> [PAGE EXCERPT]:
17 September 2008

McCain, Palin, Opportunism, and Democracy

Until recently, I wasn't paying much attention to the upcoming presidential election. I've become increasingly more cynical about the state of democracy and liberty in the United States, and remain unconvinced that either candidate can or will turn things around. I wasn't even sure who I was going to vote for, since until recently I couldn't honestly support one candidate over the other. I was thinking of writing in Mike Gravel, myself, or Marcus Aurelius. But recent events have compelled me to make a decision, and I'll probably be enabling the two-party system again this November.

Until recently, I was pretty much OK with John McCain. He was far from ideal, but considering what the Republican party gives us to work with, he looked like a bastion of integrity, civility, and reasonableness by comparison. I wouldn't mind if he lost to Obama, but my world wouldn't fall apart if he became the president. It's not as if I'm entirely comfortable with the idea of Obama being president, either. As said, until recently I was pretty much "eh" on the election. When it came to my decision of whether I should vote my conscious (Marcus Aurelius) or vote for Obama came down to one question: how far will McCain go to appease the religious right -- the supporters of Pat Robertson, the happily late Jerry Falwell, and the rest of that gang who decry every scientific advance since Galileo as "Satanic" and who think homosexuals are demon-possessed?

> [TASK DESCRIPTION]:
Reproduce the full piece on McCain, Palin, opportunism, and democracy word for word, including the date and title.

> [MATERIAL PROVIDED]:
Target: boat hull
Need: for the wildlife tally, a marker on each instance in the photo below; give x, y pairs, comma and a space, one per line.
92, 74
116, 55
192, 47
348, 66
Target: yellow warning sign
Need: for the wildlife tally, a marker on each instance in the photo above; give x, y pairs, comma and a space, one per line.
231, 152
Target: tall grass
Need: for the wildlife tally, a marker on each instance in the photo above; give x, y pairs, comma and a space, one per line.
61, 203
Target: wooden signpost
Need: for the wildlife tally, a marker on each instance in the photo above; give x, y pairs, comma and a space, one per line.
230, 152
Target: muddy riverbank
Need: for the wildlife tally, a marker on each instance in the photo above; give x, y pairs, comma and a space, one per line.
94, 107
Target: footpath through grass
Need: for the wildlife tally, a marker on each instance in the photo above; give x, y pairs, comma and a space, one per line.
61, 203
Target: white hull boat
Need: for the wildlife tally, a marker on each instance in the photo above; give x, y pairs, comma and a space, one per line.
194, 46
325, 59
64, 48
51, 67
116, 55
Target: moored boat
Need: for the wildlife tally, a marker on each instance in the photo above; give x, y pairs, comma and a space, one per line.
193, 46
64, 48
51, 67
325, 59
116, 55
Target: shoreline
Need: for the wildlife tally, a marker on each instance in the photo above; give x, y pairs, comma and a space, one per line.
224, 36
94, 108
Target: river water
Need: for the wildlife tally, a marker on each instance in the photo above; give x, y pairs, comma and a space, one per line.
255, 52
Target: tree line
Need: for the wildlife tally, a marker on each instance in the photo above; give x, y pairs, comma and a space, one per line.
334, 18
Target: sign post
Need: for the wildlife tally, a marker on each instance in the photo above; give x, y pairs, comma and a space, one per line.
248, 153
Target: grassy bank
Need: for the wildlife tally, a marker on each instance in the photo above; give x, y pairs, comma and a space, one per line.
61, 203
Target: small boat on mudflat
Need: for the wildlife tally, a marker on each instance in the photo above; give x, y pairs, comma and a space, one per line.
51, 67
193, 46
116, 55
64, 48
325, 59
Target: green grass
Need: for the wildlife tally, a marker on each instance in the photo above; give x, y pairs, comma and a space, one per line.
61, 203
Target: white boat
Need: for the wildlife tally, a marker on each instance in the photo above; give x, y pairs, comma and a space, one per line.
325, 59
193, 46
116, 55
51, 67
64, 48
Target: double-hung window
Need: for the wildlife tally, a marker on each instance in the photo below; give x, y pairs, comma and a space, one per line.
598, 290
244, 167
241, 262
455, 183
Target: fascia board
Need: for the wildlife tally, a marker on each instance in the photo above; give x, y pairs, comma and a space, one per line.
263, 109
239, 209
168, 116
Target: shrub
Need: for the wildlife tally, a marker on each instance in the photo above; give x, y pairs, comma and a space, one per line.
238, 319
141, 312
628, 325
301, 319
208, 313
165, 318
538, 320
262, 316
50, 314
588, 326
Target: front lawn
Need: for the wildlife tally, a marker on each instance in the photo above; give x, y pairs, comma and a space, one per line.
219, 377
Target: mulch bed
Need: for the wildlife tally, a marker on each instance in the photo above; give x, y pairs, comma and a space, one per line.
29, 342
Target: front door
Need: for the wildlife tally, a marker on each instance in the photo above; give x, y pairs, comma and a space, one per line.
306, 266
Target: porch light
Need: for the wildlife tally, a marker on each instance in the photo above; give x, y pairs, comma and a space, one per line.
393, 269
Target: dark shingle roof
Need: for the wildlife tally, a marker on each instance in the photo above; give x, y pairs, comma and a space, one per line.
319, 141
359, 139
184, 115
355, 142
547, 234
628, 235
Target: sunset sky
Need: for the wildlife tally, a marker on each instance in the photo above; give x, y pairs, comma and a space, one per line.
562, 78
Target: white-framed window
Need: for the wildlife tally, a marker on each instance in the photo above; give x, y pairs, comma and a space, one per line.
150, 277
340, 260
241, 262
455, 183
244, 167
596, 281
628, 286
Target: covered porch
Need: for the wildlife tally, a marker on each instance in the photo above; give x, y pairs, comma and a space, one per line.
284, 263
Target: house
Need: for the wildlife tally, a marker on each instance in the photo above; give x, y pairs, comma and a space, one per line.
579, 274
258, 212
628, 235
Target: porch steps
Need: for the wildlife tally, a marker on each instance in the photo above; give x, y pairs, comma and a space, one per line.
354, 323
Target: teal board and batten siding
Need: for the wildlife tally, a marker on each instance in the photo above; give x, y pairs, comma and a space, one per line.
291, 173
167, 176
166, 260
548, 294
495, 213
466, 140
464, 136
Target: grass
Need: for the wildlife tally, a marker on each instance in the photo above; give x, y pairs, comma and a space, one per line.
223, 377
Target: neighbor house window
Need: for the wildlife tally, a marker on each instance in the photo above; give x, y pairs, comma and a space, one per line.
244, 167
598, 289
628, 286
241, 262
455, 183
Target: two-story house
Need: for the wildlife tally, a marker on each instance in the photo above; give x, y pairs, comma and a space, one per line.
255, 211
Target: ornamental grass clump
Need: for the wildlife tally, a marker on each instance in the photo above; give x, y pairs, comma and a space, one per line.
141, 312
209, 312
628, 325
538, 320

> [EXERCISE RESPONSE]:
17 September 2008

McCain, Palin, Opportunism, and Democracy

Until recently, I wasn't paying much attention to the upcoming presidential election. I've become increasingly more cynical about the state of democracy and liberty in the United States, and remain unconvinced that either candidate can or will turn things around. I wasn't even sure who I was going to vote for, since until recently I couldn't honestly support one candidate over the other. I was thinking of writing in Mike Gravel, myself, or Marcus Aurelius. But recent events have compelled me to make a decision, and I'll probably be enabling the two-party system again this November.

Until recently, I was pretty much OK with John McCain. He was far from ideal, but considering what the Republican party gives us to work with, he looked like a bastion of integrity, civility, and reasonableness by comparison. I wouldn't mind if he lost to Obama, but my world wouldn't fall apart if he became the president. It's not as if I'm entirely comfortable with the idea of Obama being president, either. As said, until recently I was pretty much "eh" on the election. When it came to my decision of whether I should vote my conscious (Marcus Aurelius) or vote for Obama came down to one question: how far will McCain go to appease the religious right -- the supporters of Pat Robertson, the happily late Jerry Falwell, and the rest of that gang who decry every scientific advance since Galileo as "Satanic" and who think homosexuals are demon-possessed?